• **Excerto fornecido**
● ● ●
O direito ao amor, ou ao sexo ou mesmo a uma queca, se assim preferirem


Há muitos anos o Igrejas teve um grave acidente. Ele, que sempre foi muito pimpão, todo cheio de estilo, nada indiferente à maioria das meninas do liceu, viu-se confinado a uma cama. Ficou mais partido que inteiro. Mais danificado do que bom. Vi-o só depois de muitos meses numa instituição para onde o enviaram após o acidente. Foi difícil conter o meu olhar de pena quando o vi. Por mais que me tivessem dito que ele estava em mau estado, achava que estaria bem melhor do que estava. Lembro-me de lhe limpar a baba que lhe caia à medida que tentava falar. Fui vê-lo algumas vezes e numa dessas vezes, já nem sei a que propósito porque o meu cérebro, por vezes, só me oferece flashes de memória, ouvi-o dizer-me ‘sabes do que tenho mais saudades? De fazer amor. Quer dizer, faço muitas vezes na cabeça, revejo umas mulheres que tive e acabo por inventar outras… é o que me resta, não é?’

Os anos passaram e hoje ao ler uma notícia no Público que se intitula «Marcel Nuss – o deficiente que reclama o direito de fazer amor», lembrei-me automaticamente do Igrejas. E não entendo a indignação de uns quantos (assexuados, provavelmente) relativamente a estes assuntos, ou melhor dizendo, eu não entendo como é que alguém se pode indignar com o facto de outrem, por mais deficiente que seja e que num ato consentido, queira fazer o amor. Se calhar, porque se pensa que o amor só se faz com o corpo, quando se sabe que se faz, e muito, com a cabeça. Dizem estes assexuados, que o que este tal de Marcel Nuss deseja é a liberalização da prostituição, se calhar porque para fazer amor ou sexo, ele, que vive confinado a uma cadeira, só consegue pagando. E depois, qual o problema? Porque é que isso incomoda? Porque é que um homem que não desistiu do seu prazer quando o infortúnio lhe bateu à porta, não pode ver uma mulher à sua frente a dar-lhe prazer, ou um homem, se assim fosse o seu gosto?

Eu gostava que o Igrejas tivesse tido a possibilidade de, não tendo quem o amasse ou por ele se apaixonasse, pagar a uma mulher que o fizesse voar daquela sua cadeira de rodas, que o fizesse libertar gemidos de prazer e que, por um segundo que fosse, fizesse o amor sendo que nesse segundo esse amor venceria a sua irremediável perda, venceria, um pouco, os danos que o seu trágico acidente lhe trouxe.
● ● ●
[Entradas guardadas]
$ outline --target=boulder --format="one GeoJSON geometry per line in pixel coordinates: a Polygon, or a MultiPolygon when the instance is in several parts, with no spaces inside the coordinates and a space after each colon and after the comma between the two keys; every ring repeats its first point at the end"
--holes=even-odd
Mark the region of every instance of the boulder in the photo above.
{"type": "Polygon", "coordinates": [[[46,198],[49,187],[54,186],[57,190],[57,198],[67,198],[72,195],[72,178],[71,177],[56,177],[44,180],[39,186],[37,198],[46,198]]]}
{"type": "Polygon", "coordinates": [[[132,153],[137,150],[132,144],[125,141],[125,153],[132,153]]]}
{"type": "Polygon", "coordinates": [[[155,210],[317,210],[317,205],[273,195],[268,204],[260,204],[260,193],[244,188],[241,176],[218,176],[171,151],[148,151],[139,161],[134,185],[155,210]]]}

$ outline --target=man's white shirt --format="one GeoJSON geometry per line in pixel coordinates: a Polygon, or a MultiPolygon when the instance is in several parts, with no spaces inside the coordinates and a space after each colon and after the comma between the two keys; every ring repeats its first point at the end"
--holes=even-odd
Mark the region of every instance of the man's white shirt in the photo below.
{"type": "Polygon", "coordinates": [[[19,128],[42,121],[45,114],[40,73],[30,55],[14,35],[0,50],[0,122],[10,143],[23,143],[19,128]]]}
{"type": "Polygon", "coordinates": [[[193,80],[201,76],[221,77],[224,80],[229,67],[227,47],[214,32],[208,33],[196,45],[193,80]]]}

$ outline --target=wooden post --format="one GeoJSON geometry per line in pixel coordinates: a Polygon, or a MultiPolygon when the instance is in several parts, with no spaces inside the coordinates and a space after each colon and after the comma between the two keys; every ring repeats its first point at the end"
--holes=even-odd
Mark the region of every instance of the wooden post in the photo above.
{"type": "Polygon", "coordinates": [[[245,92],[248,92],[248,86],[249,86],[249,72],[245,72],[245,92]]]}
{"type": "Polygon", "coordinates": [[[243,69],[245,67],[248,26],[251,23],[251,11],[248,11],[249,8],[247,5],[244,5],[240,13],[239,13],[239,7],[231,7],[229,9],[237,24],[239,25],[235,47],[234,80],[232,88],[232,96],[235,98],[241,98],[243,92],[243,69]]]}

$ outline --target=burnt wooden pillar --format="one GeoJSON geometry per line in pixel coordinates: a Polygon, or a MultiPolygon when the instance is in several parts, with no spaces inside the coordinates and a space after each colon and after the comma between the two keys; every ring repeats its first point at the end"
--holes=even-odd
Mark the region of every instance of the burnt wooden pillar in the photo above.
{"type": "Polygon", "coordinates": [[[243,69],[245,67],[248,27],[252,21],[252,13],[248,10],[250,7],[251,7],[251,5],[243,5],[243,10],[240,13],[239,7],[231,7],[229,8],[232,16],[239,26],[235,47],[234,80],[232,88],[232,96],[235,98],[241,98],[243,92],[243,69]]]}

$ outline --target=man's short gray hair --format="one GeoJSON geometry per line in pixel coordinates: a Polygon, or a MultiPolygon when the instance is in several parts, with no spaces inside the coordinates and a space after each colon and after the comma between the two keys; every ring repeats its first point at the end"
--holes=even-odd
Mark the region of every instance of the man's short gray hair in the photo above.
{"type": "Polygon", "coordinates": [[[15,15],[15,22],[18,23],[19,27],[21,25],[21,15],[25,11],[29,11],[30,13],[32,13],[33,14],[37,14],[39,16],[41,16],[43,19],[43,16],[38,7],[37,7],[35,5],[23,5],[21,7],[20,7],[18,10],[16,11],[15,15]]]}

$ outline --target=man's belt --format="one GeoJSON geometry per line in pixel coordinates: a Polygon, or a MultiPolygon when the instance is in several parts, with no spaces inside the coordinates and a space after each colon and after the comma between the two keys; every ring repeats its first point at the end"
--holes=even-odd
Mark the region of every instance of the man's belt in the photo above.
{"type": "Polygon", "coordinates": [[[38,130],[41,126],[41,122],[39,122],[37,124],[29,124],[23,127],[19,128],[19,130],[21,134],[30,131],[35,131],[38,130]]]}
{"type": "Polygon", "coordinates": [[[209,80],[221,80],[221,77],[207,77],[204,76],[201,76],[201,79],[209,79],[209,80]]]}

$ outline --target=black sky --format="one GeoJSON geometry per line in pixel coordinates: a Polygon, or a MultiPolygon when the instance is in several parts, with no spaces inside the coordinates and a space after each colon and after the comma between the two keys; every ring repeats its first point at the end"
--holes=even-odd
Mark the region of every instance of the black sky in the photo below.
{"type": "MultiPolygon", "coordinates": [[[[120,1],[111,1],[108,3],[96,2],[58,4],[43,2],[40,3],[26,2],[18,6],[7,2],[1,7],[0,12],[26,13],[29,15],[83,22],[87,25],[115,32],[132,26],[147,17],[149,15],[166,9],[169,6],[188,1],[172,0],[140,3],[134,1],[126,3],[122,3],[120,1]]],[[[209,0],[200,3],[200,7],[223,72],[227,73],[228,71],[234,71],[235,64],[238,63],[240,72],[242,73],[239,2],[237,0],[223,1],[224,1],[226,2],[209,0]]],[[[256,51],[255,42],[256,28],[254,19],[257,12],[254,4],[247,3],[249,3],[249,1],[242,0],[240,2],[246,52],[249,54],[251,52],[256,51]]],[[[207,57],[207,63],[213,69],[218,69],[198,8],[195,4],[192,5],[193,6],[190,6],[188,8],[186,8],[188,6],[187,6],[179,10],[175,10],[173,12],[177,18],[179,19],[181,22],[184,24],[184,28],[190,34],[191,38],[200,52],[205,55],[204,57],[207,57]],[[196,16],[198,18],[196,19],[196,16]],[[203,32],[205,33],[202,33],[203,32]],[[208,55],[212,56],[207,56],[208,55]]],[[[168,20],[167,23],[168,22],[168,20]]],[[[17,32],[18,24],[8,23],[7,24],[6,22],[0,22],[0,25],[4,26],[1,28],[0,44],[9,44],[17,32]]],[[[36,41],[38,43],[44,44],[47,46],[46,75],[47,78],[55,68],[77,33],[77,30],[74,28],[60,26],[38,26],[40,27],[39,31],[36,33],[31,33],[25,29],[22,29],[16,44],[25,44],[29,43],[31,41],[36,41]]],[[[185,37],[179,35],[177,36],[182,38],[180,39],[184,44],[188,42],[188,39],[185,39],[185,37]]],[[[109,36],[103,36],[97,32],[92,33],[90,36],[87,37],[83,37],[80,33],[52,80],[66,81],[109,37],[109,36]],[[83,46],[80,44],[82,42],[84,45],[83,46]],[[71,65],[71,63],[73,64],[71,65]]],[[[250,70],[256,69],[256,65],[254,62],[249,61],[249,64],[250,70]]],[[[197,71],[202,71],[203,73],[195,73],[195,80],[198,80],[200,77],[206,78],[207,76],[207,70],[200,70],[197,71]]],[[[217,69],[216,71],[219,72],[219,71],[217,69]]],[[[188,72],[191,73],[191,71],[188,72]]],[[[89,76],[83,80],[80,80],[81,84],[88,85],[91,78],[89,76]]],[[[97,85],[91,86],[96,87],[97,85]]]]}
● ● ●
• **Enunciado 1**
Segundo o excerto, qual é o título da notícia do Público que fez o autor lembrar-se do Igrejas?
• **Enunciado 2**
Repete sem alterações a parte das entradas que começa no início e termina na linha que contém "Mark the region of every instance of the boulder", incluindo essa linha.

• **Resposta 1**
«Marcel Nuss – o deficiente que reclama o direito de fazer amor».

• **Resposta 2**
$ outline --target=boulder --format="one GeoJSON geometry per line in pixel coordinates: a Polygon, or a MultiPolygon when the instance is in several parts, with no spaces inside the coordinates and a space after each colon and after the comma between the two keys; every ring repeats its first point at the end"
--holes=even-odd
Mark the region of every instance of the boulder in the photo above.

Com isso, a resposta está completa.